KUTIPAN:

>>>>>

Listed Articles

Founder Institute Jakarta: 'Sekolah' Start Up Potensial

Founder Institute Jakarta: 'Sekolah' Start Up Potensial

Masalah yang sering dialami para start up adalah ketidakmatangan konsep dan kurang memiliki jaringan bisnis. Karena itu, Founder Institute mengumpulkan para mentor yang sudah berpengalaman untuk membantu pemilik start up memenuhi kebutuhan pasar.

Pendiri Founder Institute Jakarta (JKTFI) adalah Novistiar Rustandi, Sanny Gaddafi dan Andy Zain. Nama terakhir merupakan salah satu mentor Founder Institute di Singapura. Proposal ketiganya diterima oleh Adeo Ressi, selaku pendiri Founder Institute. Para mentor JKTFI yang berasal dari Indonesia dan Regional (Asia) diantaranya Didi Nugrahadi (pendiri Detik.com dan Salingsilang.com), Andy Zein (pendiri Mobile Monday, Elasitas, dan Numedia), Andi S. Boediman (pendiri IDS dan ideosource), Izak Jenie (pendiri Jatis), Eka Ginting (pendiri Indo.com), Toto Sugiri (pendiri Sigma dan Cipta Caraka), Steven Goh (pendiri mig33), Steven Melhuish (pendiri Propertiguru.sg dan Rumah.com), Steve Christian (pendiri Kapanlagi.com), dan Kflaw (pendiri Buzzcity.com). Mentor ini akan ditambah dengan 10 orang mentor Internasional.

<<<<<

DATA TERSIMPAN:
>>>>>

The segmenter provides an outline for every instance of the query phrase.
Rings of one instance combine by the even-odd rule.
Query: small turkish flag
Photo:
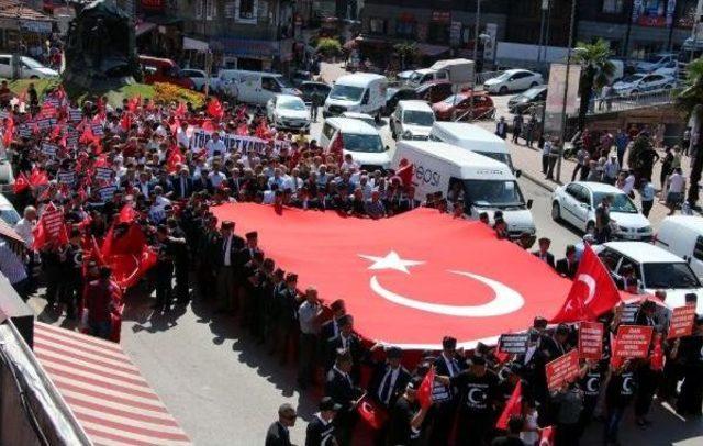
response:
[[[432,405],[432,389],[435,383],[435,368],[431,368],[425,378],[417,389],[417,401],[423,408],[429,408]]]
[[[510,395],[510,400],[505,403],[505,409],[503,409],[503,413],[498,419],[498,423],[495,423],[495,427],[507,431],[507,422],[510,417],[513,415],[520,415],[522,412],[522,401],[523,401],[523,383],[522,381],[517,381],[515,389],[513,390],[513,394]]]
[[[549,322],[595,321],[620,301],[620,292],[610,272],[593,249],[585,245],[569,296]]]

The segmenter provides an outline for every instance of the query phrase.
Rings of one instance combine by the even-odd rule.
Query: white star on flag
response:
[[[424,264],[424,261],[419,260],[404,260],[400,258],[398,253],[391,250],[386,255],[386,257],[376,257],[376,256],[367,256],[364,254],[359,254],[359,257],[373,261],[373,265],[369,267],[369,269],[379,270],[379,269],[394,269],[397,271],[410,274],[408,267],[417,266]]]

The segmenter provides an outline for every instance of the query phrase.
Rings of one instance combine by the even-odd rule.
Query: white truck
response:
[[[419,87],[433,80],[448,80],[449,82],[469,87],[473,85],[476,64],[473,60],[458,58],[437,60],[429,68],[415,70],[409,79],[409,83]]]
[[[327,118],[338,116],[344,112],[366,113],[380,123],[387,89],[386,76],[369,73],[342,76],[330,90],[322,115]]]

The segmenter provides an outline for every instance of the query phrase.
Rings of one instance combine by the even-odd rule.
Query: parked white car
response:
[[[46,79],[58,77],[58,71],[45,67],[32,57],[0,54],[0,77],[5,79]]]
[[[308,131],[310,129],[310,111],[305,102],[292,94],[278,94],[266,103],[266,114],[276,129]]]
[[[613,90],[618,96],[627,97],[646,91],[669,90],[676,83],[677,79],[672,76],[635,73],[613,83]]]
[[[595,208],[606,196],[613,199],[611,220],[616,226],[613,236],[618,239],[649,241],[649,220],[622,190],[602,182],[576,181],[557,188],[551,194],[551,218],[555,221],[563,220],[581,231],[591,231],[595,226]]]
[[[543,85],[545,81],[539,73],[526,69],[509,69],[502,75],[488,79],[483,88],[489,93],[505,94],[510,91],[522,91]]]
[[[435,113],[421,100],[399,101],[390,118],[391,135],[395,140],[427,140],[435,123]]]
[[[703,287],[681,257],[644,242],[609,242],[594,246],[593,250],[614,277],[622,276],[623,268],[629,265],[639,280],[640,291],[654,294],[665,290],[668,306],[683,306],[685,294],[695,293],[699,297],[696,312],[703,311]]]
[[[190,78],[193,81],[196,91],[205,91],[205,80],[208,79],[208,74],[202,69],[194,68],[183,68],[180,70],[182,77]],[[215,78],[210,76],[210,91],[215,91]]]
[[[635,65],[637,73],[651,73],[659,68],[673,68],[677,65],[677,55],[671,53],[659,53],[649,57],[645,62]]]

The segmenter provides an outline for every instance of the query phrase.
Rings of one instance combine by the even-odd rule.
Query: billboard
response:
[[[671,26],[677,0],[634,0],[633,23],[640,26]]]

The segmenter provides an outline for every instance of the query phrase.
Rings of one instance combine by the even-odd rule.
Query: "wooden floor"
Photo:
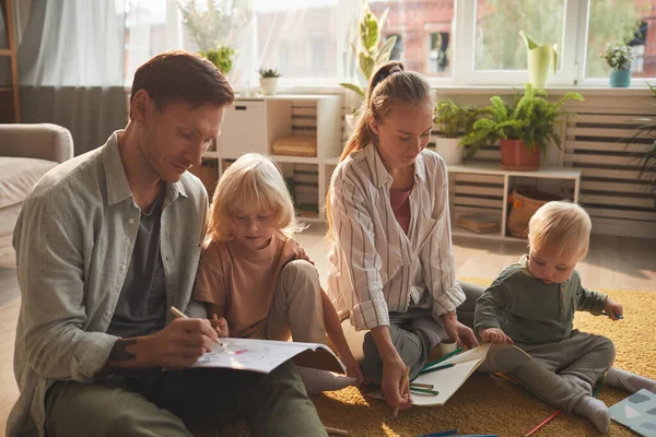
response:
[[[319,226],[297,236],[314,259],[321,281],[327,272],[328,244]],[[455,238],[454,252],[459,276],[492,280],[525,252],[520,243]],[[0,437],[17,397],[13,378],[13,344],[20,308],[15,261],[9,237],[0,238]],[[583,283],[590,288],[656,292],[656,240],[593,236],[588,257],[577,265]]]

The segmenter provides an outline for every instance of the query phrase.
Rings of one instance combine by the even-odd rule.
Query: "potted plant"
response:
[[[225,75],[232,70],[232,58],[235,54],[235,49],[232,47],[220,46],[215,50],[199,51],[198,54],[212,62]]]
[[[553,142],[559,149],[561,139],[555,127],[564,115],[574,113],[561,109],[571,99],[583,102],[578,93],[567,93],[560,101],[547,101],[547,93],[526,84],[524,95],[515,97],[514,104],[506,104],[500,96],[490,98],[488,114],[473,123],[472,131],[465,135],[460,145],[468,146],[466,157],[471,157],[484,144],[501,140],[501,168],[514,170],[537,170],[540,154]]]
[[[601,54],[610,67],[610,87],[629,87],[631,85],[631,61],[635,59],[633,47],[623,44],[606,46]]]
[[[440,135],[435,139],[435,152],[447,165],[460,164],[462,152],[458,144],[465,133],[471,131],[473,123],[480,113],[472,105],[456,105],[453,101],[440,101],[435,105],[435,125]]]
[[[280,73],[273,69],[259,69],[260,75],[260,92],[262,95],[274,95],[278,90],[278,78]]]
[[[366,92],[366,83],[368,83],[373,72],[380,66],[389,61],[391,56],[391,49],[396,44],[397,37],[391,36],[385,43],[382,42],[382,29],[387,20],[387,13],[389,8],[383,12],[380,19],[376,19],[376,15],[372,13],[367,0],[362,1],[362,15],[358,23],[358,47],[355,44],[351,44],[353,54],[358,60],[358,72],[364,79],[365,86],[362,87],[354,83],[340,83],[341,86],[354,92],[360,99],[364,98]],[[353,110],[353,114],[347,115],[347,126],[350,128],[353,125],[353,119],[358,115],[358,109]]]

<<<<<

TUJUAN: Menurut kutipan tentang Founder Institute Jakarta, siapa yang menerima proposal dari ketiga pendiri JKTFI?

JAWABAN LATIHAN: Adeo Ressi, pendiri Founder Institute.